---- Extrait du texte

Xavier Niel dans mon lit
Après l’Église, c’est d’ailleurs l’État qui a pris la main sur nos désirs sexuels. En 75, Giscard interdit le porno sur grand écran. « Le peuple remplit les salles et découvre la notion de plaisir. Mais Le Président protège le peuple français de son envie d’aller voir au cinéma des bons films de cul », poursuit Virginie Despentes à la page 98. Sans subventions publiques ni projections en salles, le cinéma pornographique est censuré. L’État privatise le business du sexe.
C’est là que l’amour numérique débarque, dans les années 80. Ça commence avec le fameux Minitel rose. Certains lascars vont faire fortune grâce à ce service de messagerie érotique. Comme ce jeune entrepreneur plein de fougue du nom de Xavier Niel. Le patron de Free et co-propriétaire du journal Le Monde a exploité nombre de peep-shows, sex-shops, sites pornos, et vente par correspondance de sex-toys… Curieux hasard, il s’est aussi illustré en étant mis en examen et incarcéré en 2004 pour proxénétisme aggravé. Mais il n’y a pas que lui. Tinder ? Le cofondateur Justin Mateen a été accusé en 2014 d’agression sexuelle. Idem pour son PDG, Greg Blatt, en 2018.
Et ce sont ces mâles blancs aux poches pleines qui hyperconnectent nos vies amoureuses. Ils sont désormais si présents dans nos relations que lorsque je fais l’amour avec une fille, c’est comme s’il y avait aussi Greg Blatt et Xavier Niel dans mon lit. Ça explique peut-être nos problèmes d’érection…
Baise en bourse
« Nous passons désormais massivement par des intermédiaires commerciaux pour nous rencontrer », éclaire la sociologue de la sexualité Marie Bergström, qui met également l’accent sur une « privatisation de la rencontre ». Et en effet, le capitalisme a mis la main sur notre intimité. Même l’amour n’échappe plus aux lois du marché. Il se consomme. Il est « jetable ». Avec de l’offre et de la demande. Sur l’appli de rencontre Tinder, on « swipe », c’est-à-dire que l’on glisse notre doigt vers la droite de l’écran si le profil nous plaît ou vers la gauche s’il ne nous plaît pas. Ce choix se base sur quelques photos et une courte biographie. L’amour binaire. Tu veux ou tu veux pas. C’est oui ou bien c’est non.

--------
---- Informations sources

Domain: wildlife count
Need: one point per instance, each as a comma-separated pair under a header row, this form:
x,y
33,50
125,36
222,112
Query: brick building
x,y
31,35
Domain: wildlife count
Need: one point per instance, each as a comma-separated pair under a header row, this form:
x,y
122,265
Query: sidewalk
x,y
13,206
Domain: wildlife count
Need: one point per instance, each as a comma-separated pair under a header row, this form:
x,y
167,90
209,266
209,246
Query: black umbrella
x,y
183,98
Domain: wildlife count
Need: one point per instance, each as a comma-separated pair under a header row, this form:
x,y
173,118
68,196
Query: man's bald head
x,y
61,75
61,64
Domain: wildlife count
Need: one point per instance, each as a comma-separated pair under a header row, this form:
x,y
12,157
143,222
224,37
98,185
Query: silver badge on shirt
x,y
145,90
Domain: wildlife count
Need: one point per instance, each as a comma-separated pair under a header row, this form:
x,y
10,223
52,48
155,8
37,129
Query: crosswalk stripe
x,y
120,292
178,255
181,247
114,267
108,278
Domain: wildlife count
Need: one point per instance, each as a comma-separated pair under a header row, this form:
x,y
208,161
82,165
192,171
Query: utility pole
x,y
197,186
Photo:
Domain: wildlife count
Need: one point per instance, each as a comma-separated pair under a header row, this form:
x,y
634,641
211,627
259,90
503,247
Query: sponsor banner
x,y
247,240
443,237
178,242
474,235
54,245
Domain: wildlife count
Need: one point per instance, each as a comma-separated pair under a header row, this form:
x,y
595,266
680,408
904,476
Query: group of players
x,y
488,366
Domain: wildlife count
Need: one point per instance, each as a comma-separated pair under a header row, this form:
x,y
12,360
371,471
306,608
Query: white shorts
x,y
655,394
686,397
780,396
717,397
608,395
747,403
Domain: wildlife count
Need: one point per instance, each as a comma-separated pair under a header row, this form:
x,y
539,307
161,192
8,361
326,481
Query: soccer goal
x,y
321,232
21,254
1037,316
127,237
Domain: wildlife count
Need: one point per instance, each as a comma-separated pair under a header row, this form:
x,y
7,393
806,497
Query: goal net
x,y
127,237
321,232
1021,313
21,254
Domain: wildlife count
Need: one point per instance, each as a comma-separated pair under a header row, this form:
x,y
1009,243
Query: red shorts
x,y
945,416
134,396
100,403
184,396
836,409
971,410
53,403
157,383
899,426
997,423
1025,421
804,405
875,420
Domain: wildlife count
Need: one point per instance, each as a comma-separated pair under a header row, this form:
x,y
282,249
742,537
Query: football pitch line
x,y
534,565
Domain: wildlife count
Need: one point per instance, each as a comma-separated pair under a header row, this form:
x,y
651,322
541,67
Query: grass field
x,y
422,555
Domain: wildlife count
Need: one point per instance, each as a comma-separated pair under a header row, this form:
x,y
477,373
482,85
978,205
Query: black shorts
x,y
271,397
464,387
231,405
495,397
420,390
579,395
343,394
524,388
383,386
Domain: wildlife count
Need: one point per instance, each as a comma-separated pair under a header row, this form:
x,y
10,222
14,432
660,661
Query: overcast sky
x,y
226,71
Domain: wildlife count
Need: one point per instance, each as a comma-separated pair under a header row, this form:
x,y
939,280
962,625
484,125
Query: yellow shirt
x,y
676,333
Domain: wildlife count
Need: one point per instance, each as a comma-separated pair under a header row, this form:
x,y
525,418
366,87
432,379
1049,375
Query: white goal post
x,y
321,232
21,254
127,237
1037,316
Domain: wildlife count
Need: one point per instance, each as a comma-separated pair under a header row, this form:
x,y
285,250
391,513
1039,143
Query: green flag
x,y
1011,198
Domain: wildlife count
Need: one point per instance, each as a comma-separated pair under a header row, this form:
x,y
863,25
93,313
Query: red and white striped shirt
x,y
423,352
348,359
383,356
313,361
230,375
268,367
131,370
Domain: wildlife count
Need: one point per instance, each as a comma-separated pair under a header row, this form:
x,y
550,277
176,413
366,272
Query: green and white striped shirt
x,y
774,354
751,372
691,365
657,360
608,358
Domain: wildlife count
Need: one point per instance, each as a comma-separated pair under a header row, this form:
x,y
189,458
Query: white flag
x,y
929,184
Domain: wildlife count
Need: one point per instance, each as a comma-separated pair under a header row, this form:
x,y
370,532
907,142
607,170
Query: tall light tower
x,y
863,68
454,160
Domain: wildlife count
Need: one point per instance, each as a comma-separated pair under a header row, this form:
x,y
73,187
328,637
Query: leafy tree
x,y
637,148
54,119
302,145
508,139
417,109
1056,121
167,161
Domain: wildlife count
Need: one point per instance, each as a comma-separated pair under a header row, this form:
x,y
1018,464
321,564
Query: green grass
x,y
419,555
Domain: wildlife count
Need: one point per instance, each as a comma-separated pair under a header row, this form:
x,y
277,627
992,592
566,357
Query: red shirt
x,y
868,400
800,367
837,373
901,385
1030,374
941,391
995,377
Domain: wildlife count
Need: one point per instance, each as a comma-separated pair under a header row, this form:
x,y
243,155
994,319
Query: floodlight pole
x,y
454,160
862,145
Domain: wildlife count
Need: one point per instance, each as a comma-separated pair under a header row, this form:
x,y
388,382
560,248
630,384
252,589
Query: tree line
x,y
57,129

--------

* **Mise en pratique**
1. D'après l'extrait, sur quoi repose le choix fait en glissant le doigt sur l'appli Tinder ?
2. Extrayez tel quel le passage de l'extrait situé entre « C’est là que » et « Blatt, en 2018. », bornes incluses.
Ce matériel n'a aucun lien avec l'extrait.

* **Corrigé des activités**
1. Sur quelques photos et une courte biographie.

2.
C’est là que l’amour numérique débarque, dans les années 80. Ça commence avec le fameux Minitel rose. Certains lascars vont faire fortune grâce à ce service de messagerie érotique. Comme ce jeune entrepreneur plein de fougue du nom de Xavier Niel. Le patron de Free et co-propriétaire du journal Le Monde a exploité nombre de peep-shows, sex-shops, sites pornos, et vente par correspondance de sex-toys… Curieux hasard, il s’est aussi illustré en étant mis en examen et incarcéré en 2004 pour proxénétisme aggravé. Mais il n’y a pas que lui. Tinder ? Le cofondateur Justin Mateen a été accusé en 2014 d’agression sexuelle. Idem pour son PDG, Greg Blatt, en 2018.